Text:

# Spinning backfist



## JadeDragon3 (Jan 21, 2008)

My question is how many people here like the spinning backfist and do you use this technique at all?

I like the spinning backfist myself. It's probably the most powerful of hand strikes. IMO the key to using it succesfully is to turn your head first and look where you are striking. If you over-project the strike and miss with the fist you can still hit your opponent with either the forearm or the elbow.


----------



## ArmorOfGod (Jan 21, 2008)

It may be one of the most powerful hand strikes, but what are you using it for?  If you are using it for point sparring, only light contact is allowed then.
If you are doing full contact kickboxing, that is different.

AoG


----------



## Kacey (Jan 21, 2008)

We use it - but you have to be careful in competition, because it can easily be called a blind technique.  You have to sight it before you spin, and if your opponent moves, and you can't see it when it lands (or the referee thinks you can't see it), it's a blind technique, and you can be given a warning or minus point for it, depending on the circumstances.


----------



## MJS (Jan 21, 2008)

Good technique IMO, however, it is wise to set it up with something else first.  If you're not careful, any spinning technique, even kicks, can be telegraphed.


----------



## Steel Tiger (Jan 21, 2008)

I like the spinning backfist and have used it to very good effect in competition.  I don't know how willing I would be to use it for actual defence though.  On those occasions when I have had to defend myself, it has not even occured to me to use a spinning backfist.


----------



## Touch Of Death (Jan 22, 2008)

JadeDragon3 said:


> My question is how many people here like the spinning backfist and do you use this technique at all?
> 
> I like the spinning backfist myself. It's probably the most powerful of hand strikes. IMO the key to using it succesfully is to turn your head first and look where you are striking. If you over-project the strike and miss with the fist you can still hit your opponent with either the forearm or the elbow.


I don't like it... it hurts. Seriously it would depend on the practioner's spinning back fist.
Sean


----------



## still learning (Jan 30, 2008)

Hello, You can knock out people with this technique!  It is powerful and comes as a surprise many times to the other person!

If one does not learn how to use it? ...may find themselves with one less technique in there training.

Stored data:

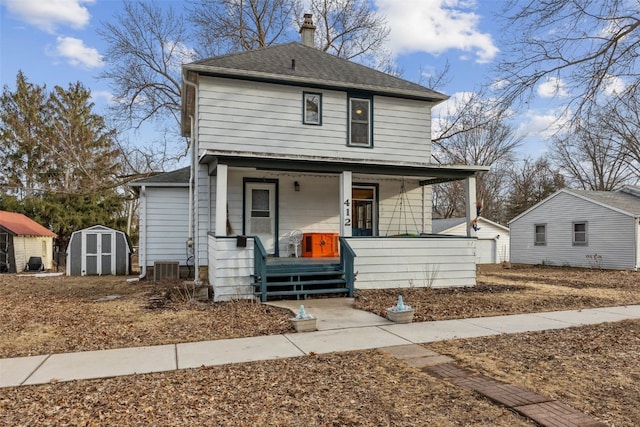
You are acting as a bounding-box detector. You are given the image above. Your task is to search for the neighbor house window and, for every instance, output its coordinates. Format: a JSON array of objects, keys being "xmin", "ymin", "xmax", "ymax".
[
  {"xmin": 573, "ymin": 222, "xmax": 587, "ymax": 245},
  {"xmin": 533, "ymin": 224, "xmax": 547, "ymax": 245},
  {"xmin": 302, "ymin": 92, "xmax": 322, "ymax": 126},
  {"xmin": 349, "ymin": 96, "xmax": 373, "ymax": 147}
]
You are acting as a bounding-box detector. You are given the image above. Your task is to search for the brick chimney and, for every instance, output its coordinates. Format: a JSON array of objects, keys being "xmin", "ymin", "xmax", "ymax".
[{"xmin": 300, "ymin": 13, "xmax": 316, "ymax": 47}]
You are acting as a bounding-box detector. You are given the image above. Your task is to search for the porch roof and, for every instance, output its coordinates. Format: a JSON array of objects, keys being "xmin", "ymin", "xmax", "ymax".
[{"xmin": 200, "ymin": 152, "xmax": 490, "ymax": 185}]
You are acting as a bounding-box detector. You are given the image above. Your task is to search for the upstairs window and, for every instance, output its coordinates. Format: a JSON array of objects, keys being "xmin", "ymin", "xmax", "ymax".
[
  {"xmin": 533, "ymin": 224, "xmax": 547, "ymax": 246},
  {"xmin": 573, "ymin": 222, "xmax": 587, "ymax": 246},
  {"xmin": 349, "ymin": 96, "xmax": 373, "ymax": 147},
  {"xmin": 302, "ymin": 92, "xmax": 322, "ymax": 126}
]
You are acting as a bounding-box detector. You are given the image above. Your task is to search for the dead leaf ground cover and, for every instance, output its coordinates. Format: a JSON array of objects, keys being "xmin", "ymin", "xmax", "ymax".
[
  {"xmin": 427, "ymin": 320, "xmax": 640, "ymax": 427},
  {"xmin": 0, "ymin": 351, "xmax": 532, "ymax": 427},
  {"xmin": 0, "ymin": 266, "xmax": 640, "ymax": 358},
  {"xmin": 0, "ymin": 267, "xmax": 640, "ymax": 426}
]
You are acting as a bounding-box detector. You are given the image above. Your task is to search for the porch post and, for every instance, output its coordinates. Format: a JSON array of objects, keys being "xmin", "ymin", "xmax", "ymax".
[
  {"xmin": 464, "ymin": 175, "xmax": 478, "ymax": 237},
  {"xmin": 215, "ymin": 164, "xmax": 229, "ymax": 236},
  {"xmin": 340, "ymin": 171, "xmax": 353, "ymax": 237}
]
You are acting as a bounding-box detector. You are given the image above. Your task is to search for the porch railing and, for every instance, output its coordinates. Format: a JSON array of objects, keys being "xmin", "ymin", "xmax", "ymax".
[{"xmin": 339, "ymin": 237, "xmax": 356, "ymax": 298}]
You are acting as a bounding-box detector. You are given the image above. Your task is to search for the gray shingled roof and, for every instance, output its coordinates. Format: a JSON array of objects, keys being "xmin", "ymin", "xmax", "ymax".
[
  {"xmin": 184, "ymin": 42, "xmax": 448, "ymax": 101},
  {"xmin": 567, "ymin": 190, "xmax": 640, "ymax": 216},
  {"xmin": 129, "ymin": 166, "xmax": 191, "ymax": 187}
]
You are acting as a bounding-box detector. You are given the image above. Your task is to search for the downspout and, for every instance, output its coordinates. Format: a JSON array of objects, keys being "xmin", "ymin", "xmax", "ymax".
[
  {"xmin": 182, "ymin": 69, "xmax": 200, "ymax": 285},
  {"xmin": 138, "ymin": 185, "xmax": 147, "ymax": 280},
  {"xmin": 635, "ymin": 216, "xmax": 640, "ymax": 271}
]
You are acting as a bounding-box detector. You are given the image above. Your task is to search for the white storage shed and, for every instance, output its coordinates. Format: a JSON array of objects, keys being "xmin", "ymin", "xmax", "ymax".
[{"xmin": 67, "ymin": 225, "xmax": 132, "ymax": 276}]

Directions for this task:
According to the spinning backfist thread, why must a competitor take care when throwing this strike in competition?

Task solution:
It can easily be called a blind technique. The striker has to sight the target before spinning, and if the opponent moves and the striker can't see the strike when it lands, or the referee thinks so, the result can be a warning or a minus point, depending on the circumstances.